> _Material to process_:
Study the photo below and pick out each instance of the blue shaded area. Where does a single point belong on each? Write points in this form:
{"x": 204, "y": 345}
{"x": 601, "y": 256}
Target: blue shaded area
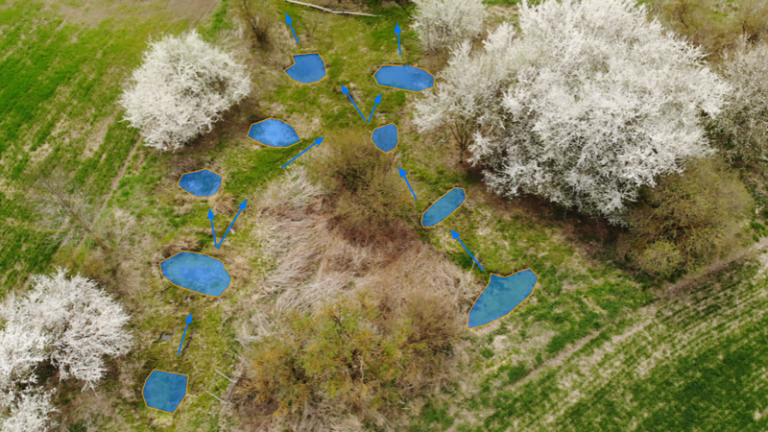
{"x": 202, "y": 184}
{"x": 442, "y": 208}
{"x": 308, "y": 68}
{"x": 404, "y": 77}
{"x": 501, "y": 296}
{"x": 197, "y": 272}
{"x": 164, "y": 391}
{"x": 385, "y": 137}
{"x": 274, "y": 133}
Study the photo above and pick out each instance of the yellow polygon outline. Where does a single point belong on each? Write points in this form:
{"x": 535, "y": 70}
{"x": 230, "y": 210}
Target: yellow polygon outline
{"x": 398, "y": 138}
{"x": 421, "y": 221}
{"x": 203, "y": 169}
{"x": 160, "y": 264}
{"x": 293, "y": 57}
{"x": 398, "y": 88}
{"x": 274, "y": 118}
{"x": 486, "y": 287}
{"x": 186, "y": 387}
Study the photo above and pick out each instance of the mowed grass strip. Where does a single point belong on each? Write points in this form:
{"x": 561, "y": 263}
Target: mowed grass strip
{"x": 58, "y": 87}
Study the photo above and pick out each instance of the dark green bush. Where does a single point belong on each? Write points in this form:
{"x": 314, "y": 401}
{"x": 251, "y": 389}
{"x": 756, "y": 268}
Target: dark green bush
{"x": 687, "y": 219}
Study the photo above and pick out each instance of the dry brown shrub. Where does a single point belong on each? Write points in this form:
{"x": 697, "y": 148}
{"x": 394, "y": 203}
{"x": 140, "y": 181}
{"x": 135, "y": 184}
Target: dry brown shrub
{"x": 414, "y": 301}
{"x": 368, "y": 196}
{"x": 712, "y": 24}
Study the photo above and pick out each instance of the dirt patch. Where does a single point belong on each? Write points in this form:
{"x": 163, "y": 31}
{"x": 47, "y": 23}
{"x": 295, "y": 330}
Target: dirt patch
{"x": 92, "y": 12}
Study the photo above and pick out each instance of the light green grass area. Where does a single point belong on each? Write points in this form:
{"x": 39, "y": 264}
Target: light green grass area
{"x": 590, "y": 350}
{"x": 58, "y": 86}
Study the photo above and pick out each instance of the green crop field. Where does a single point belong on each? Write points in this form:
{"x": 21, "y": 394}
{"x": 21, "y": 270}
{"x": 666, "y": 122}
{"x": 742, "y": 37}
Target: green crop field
{"x": 688, "y": 363}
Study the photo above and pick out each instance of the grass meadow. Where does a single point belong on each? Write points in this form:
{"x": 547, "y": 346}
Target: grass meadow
{"x": 595, "y": 347}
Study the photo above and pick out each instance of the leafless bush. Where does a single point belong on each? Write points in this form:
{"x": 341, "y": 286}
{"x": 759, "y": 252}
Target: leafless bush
{"x": 260, "y": 20}
{"x": 406, "y": 297}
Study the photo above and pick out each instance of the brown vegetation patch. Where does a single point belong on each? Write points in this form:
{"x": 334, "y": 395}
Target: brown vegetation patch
{"x": 317, "y": 269}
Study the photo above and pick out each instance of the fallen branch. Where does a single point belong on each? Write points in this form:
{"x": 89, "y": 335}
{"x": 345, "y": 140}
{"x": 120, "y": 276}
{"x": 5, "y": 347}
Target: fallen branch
{"x": 329, "y": 10}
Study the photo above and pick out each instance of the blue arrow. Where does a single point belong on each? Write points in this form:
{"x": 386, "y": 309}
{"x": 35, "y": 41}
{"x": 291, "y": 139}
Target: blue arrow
{"x": 189, "y": 320}
{"x": 242, "y": 207}
{"x": 346, "y": 92}
{"x": 456, "y": 236}
{"x": 397, "y": 32}
{"x": 317, "y": 142}
{"x": 211, "y": 216}
{"x": 375, "y": 102}
{"x": 288, "y": 21}
{"x": 403, "y": 174}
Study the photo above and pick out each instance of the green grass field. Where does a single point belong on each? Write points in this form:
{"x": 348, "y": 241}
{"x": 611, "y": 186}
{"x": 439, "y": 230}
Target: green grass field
{"x": 592, "y": 349}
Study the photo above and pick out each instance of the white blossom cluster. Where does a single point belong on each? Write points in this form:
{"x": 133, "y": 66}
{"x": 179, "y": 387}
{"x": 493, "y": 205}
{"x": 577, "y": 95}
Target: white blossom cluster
{"x": 68, "y": 321}
{"x": 588, "y": 103}
{"x": 181, "y": 89}
{"x": 442, "y": 23}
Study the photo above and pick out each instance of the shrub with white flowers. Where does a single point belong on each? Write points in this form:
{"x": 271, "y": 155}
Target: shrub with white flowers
{"x": 181, "y": 89}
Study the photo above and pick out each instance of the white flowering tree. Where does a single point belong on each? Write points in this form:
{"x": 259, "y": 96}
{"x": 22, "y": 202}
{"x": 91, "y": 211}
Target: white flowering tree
{"x": 593, "y": 102}
{"x": 68, "y": 321}
{"x": 441, "y": 23}
{"x": 181, "y": 89}
{"x": 742, "y": 129}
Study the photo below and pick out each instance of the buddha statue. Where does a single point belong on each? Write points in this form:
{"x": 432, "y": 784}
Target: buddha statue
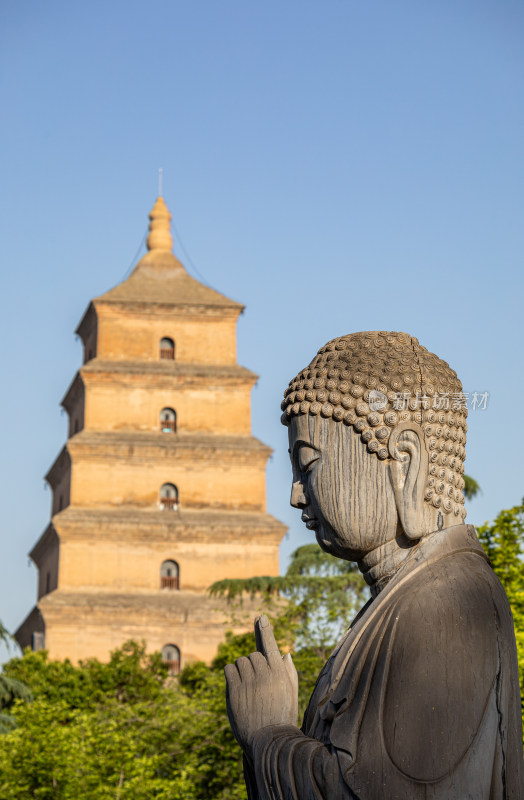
{"x": 420, "y": 698}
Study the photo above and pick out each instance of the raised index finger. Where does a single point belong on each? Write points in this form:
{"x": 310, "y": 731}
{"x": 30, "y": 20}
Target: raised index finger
{"x": 265, "y": 639}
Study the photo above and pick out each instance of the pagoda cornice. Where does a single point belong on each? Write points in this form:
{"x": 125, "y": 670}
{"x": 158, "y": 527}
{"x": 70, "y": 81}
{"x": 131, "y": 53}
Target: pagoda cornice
{"x": 170, "y": 369}
{"x": 156, "y": 374}
{"x": 106, "y": 443}
{"x": 143, "y": 524}
{"x": 185, "y": 447}
{"x": 173, "y": 607}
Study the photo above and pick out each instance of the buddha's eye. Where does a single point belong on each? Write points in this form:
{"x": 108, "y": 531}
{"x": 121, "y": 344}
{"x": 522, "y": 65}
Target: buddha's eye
{"x": 307, "y": 456}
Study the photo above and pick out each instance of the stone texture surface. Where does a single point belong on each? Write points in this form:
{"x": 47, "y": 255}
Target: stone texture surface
{"x": 420, "y": 699}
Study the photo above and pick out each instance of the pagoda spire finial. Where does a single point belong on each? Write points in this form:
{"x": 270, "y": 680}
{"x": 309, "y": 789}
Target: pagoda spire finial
{"x": 159, "y": 237}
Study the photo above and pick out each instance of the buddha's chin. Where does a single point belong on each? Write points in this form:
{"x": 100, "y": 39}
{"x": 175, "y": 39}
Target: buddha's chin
{"x": 335, "y": 548}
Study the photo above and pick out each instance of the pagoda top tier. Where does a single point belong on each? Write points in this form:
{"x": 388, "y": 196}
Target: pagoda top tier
{"x": 159, "y": 277}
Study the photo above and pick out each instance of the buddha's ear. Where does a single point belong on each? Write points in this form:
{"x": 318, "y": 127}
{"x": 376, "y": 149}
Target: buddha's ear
{"x": 408, "y": 471}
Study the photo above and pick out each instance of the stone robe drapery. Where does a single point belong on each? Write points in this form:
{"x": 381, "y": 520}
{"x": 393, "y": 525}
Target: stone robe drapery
{"x": 419, "y": 700}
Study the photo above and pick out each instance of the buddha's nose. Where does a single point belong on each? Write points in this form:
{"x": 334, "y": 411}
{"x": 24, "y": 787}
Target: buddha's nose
{"x": 298, "y": 495}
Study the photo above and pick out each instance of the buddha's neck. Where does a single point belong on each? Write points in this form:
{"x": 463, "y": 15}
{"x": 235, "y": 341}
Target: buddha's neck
{"x": 381, "y": 564}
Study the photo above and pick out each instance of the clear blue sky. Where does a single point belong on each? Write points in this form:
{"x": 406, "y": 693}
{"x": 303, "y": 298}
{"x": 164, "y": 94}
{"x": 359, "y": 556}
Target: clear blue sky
{"x": 337, "y": 166}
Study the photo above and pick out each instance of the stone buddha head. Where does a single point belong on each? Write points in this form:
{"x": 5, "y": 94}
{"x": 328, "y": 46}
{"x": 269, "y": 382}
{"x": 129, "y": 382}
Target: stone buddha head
{"x": 377, "y": 432}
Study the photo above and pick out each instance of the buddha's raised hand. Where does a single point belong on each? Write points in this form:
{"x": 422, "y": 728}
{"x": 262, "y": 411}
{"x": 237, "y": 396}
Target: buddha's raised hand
{"x": 262, "y": 689}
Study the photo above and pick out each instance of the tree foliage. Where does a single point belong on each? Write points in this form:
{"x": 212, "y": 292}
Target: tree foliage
{"x": 503, "y": 541}
{"x": 313, "y": 603}
{"x": 124, "y": 730}
{"x": 120, "y": 730}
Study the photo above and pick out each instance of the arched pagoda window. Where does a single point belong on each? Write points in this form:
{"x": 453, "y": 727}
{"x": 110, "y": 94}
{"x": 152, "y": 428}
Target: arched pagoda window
{"x": 167, "y": 348}
{"x": 168, "y": 500}
{"x": 171, "y": 657}
{"x": 170, "y": 575}
{"x": 168, "y": 420}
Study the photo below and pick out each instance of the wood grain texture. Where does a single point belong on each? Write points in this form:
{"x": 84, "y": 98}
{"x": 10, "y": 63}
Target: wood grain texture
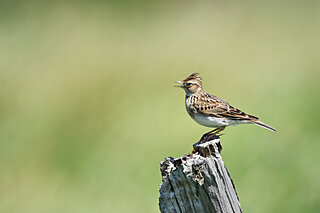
{"x": 198, "y": 183}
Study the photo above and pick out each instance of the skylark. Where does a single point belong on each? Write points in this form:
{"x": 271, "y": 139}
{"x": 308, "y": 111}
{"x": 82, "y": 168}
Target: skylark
{"x": 211, "y": 111}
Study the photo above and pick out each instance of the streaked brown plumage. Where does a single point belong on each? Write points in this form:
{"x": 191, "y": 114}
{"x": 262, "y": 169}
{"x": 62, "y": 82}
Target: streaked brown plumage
{"x": 211, "y": 111}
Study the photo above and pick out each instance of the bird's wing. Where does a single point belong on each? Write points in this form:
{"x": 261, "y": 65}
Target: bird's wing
{"x": 210, "y": 105}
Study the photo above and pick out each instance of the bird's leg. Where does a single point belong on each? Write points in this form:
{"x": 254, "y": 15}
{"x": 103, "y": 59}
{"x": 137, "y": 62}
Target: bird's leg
{"x": 209, "y": 133}
{"x": 215, "y": 133}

> _Goal_:
Output exactly the lines above, from the one holding "the bird's wing." through the end of the data, including the first and last.

> _Exercise response_:
Study the photo above and pick out each instance of the bird's wing. Where does a single point belong on each? Write points in this form:
{"x": 261, "y": 65}
Target: bird's wing
{"x": 210, "y": 105}
Study the photo above and pick out each instance of the bird's leg. Where does a single point belong on each? Write points in this form:
{"x": 254, "y": 15}
{"x": 103, "y": 59}
{"x": 137, "y": 62}
Target: bird's leg
{"x": 209, "y": 133}
{"x": 215, "y": 133}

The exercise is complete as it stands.